TRECHO PARA LEITURA:
>>>
Para dar suporte às metas, conglomerados, construtoras e incorporadoras estatais chinesas, inflados por um boom no mercado imobiliário, encheram de dinheiro o principal campeonato doméstico do país, fazendo a CSL (Chinese Super League) rivalizar com as maiores ligas da Europa em termos de dinheiro investido.

No ápice da temporada de 2015/16, foram gastos US$ 451 milhões (cerca de R$ 2,3 bilhões em valores da época) em transferências de atletas, fazendo o torneio figurar entre as cinco ligas com maior investimento no mundo.

Parecia não haver limites para o sonho chinês, do qual fizeram parte técnicos campeões do mundo, como Luiz Felipe Scolari e Marcelo Lippi, e jogadores como Lavezzi, Hulk, Renato Augusto e Paulinho, todos eles atraídos por vultosos salários.

Tão rápida quanto a ascensão foi a queda. Decisões financeiras ruins, casos de corrupção em diversas esferas do esporte, além da crise financeira agravada pela pandemia de Covid-19, abalaram severamente as estruturas do futebol no país nos últimos três anos.

Neste fim de semana, a temporada 2023 da CSL começa com 16 equipes, duas a menos do que na última edição, como resultado das exclusões de Kunshan FC e Guangzhou City. O primeiro renunciou à vaga por sua situação financeira, e o segundo não foi aprovado na etapa de admissão pelo mesmo motivo.

Os dois casos não são exceções. Em 2021, o Jiangsu surpreendeu ao também encerrar as suas atividades logo após a conquista da CSL em razão da crise financeira da Suning, sua principal acionista.
<<<
EXERCÍCIOS:
1/ Diga se cada afirmação concorda com o texto sobre o futebol chinês, respondendo sim ou não e citando as palavras do texto que decidem: (a) a temporada 2023 da CSL começa com 16 equipes; (b) o Guangzhou City renunciou à vaga; (c) na temporada de 2015/16 foram gastos US$ 451 milhões em transferências de atletas.
2/ Por favor, dê continuidade ao texto sobre o futebol chinês logo após a última frase.
As linhas não têm nenhuma relação com o texto sobre o futebol chinês.

EXTRATO DE DADOS:
>>>
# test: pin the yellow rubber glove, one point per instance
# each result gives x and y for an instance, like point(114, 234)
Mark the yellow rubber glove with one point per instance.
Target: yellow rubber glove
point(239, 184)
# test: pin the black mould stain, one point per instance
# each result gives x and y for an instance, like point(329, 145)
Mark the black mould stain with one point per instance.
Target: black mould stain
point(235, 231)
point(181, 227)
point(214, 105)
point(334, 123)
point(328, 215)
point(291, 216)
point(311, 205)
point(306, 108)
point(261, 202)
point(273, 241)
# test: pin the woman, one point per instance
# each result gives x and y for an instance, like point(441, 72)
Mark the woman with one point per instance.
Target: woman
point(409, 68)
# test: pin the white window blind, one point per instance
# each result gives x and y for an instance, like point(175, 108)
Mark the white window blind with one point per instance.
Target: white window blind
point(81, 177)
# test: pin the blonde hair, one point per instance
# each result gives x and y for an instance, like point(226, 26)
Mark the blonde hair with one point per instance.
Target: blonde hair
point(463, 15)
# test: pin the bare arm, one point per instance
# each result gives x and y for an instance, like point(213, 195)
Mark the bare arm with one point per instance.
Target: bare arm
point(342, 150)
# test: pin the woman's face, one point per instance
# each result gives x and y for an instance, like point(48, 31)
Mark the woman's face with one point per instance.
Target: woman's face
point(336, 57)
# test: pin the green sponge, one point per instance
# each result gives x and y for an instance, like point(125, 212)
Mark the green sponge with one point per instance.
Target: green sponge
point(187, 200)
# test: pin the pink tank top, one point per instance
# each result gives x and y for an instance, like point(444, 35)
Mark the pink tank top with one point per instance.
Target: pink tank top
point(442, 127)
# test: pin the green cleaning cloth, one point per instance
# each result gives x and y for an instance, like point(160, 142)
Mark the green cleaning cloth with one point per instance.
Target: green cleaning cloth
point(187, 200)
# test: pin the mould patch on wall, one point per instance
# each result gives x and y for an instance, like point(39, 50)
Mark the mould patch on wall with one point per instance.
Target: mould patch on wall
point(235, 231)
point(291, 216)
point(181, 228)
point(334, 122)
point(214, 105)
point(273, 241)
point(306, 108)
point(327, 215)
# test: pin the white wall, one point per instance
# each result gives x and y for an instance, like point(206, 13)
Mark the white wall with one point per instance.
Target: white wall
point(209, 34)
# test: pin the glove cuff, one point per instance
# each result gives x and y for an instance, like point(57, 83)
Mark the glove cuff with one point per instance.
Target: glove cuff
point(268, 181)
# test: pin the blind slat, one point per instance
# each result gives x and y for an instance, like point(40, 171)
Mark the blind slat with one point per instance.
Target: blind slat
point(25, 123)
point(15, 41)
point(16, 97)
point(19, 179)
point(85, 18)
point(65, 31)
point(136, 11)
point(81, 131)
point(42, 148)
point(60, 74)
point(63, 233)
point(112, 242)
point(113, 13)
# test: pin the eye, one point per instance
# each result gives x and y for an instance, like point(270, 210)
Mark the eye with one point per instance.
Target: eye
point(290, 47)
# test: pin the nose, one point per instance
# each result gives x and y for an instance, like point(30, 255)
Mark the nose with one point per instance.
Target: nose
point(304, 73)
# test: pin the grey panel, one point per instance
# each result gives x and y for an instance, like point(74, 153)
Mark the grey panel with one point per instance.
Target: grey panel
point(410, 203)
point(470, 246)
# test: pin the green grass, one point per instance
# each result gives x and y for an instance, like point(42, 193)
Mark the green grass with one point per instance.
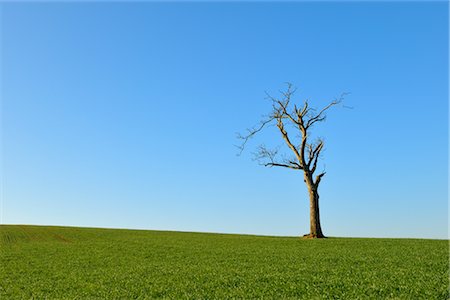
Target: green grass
point(65, 262)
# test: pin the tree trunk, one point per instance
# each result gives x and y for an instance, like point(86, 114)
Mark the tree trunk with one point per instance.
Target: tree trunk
point(315, 228)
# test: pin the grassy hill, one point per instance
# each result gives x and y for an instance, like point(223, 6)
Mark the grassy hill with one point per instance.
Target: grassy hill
point(70, 262)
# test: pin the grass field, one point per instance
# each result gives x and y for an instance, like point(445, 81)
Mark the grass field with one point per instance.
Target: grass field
point(70, 262)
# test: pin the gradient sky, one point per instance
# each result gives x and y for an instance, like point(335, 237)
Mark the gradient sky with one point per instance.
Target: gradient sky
point(125, 115)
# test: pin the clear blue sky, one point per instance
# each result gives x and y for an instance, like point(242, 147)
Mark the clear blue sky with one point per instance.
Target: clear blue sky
point(124, 115)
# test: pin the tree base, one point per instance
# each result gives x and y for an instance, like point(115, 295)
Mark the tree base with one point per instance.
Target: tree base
<<<
RESPOSTAS EM ORDEM:
1/
(a) Sim: "a temporada 2023 da CSL começa com 16 equipes"
(b) Não: "O primeiro renunciou à vaga por sua situação financeira, e o segundo não foi aprovado na etapa de admissão pelo mesmo motivo."
(c) Sim: "foram gastos US$ 451 milhões (cerca de R$ 2,3 bilhões em valores da época) em transferências de atletas"

2/
A pandemia de Covid-19 apenas acelerou um processo que já estava em curso, uma vez que não houve um crescimento sustentável da liga chinesa.

"Para atrair grandes nomes para uma liga sem muita competitividade, os clubes ofereciam salários muito altos. Maiores do que a capacidade de geração de receitas. Existia o incentivo do governo e das empresas, mas a conta não fechava", diz Pedro Daniel, diretor executivo de esporte da empresa de consultoria EY.

Com a pandemia, as fontes de receitas ficaram ainda mais escassas. Devido à política "zero Covid" do governo chinês, os campeonatos passaram os últimos três anos organizados em bolhas "biosseguras", o que tirou as torcidas dos estádios e restringiu o convívio dos atletas com seus familiares. Como reflexo, muitos estrangeiros deixaram o país.

Além disso, mudanças nas regras financeiras da liga, como multas para a utilização de atletas estrangeiros que dobravam seu custo, fizeram com que as grandes contratações praticamente cessassem. Com poucas estrelas, tornou-se mais difícil elevar o nível técnico dos atletas locais.

No auge da crise, nem os maiores clubes escaparam do baque. Em 2021, depois do colapso do grupo Evergrande, que desencadeou a pior crise do mercado imobiliário já registrada no país, o Guangzhou Evergrande não conseguiu pagar integralmente os salários dos jogadores. Em 2022, caiu para a segunda divisão.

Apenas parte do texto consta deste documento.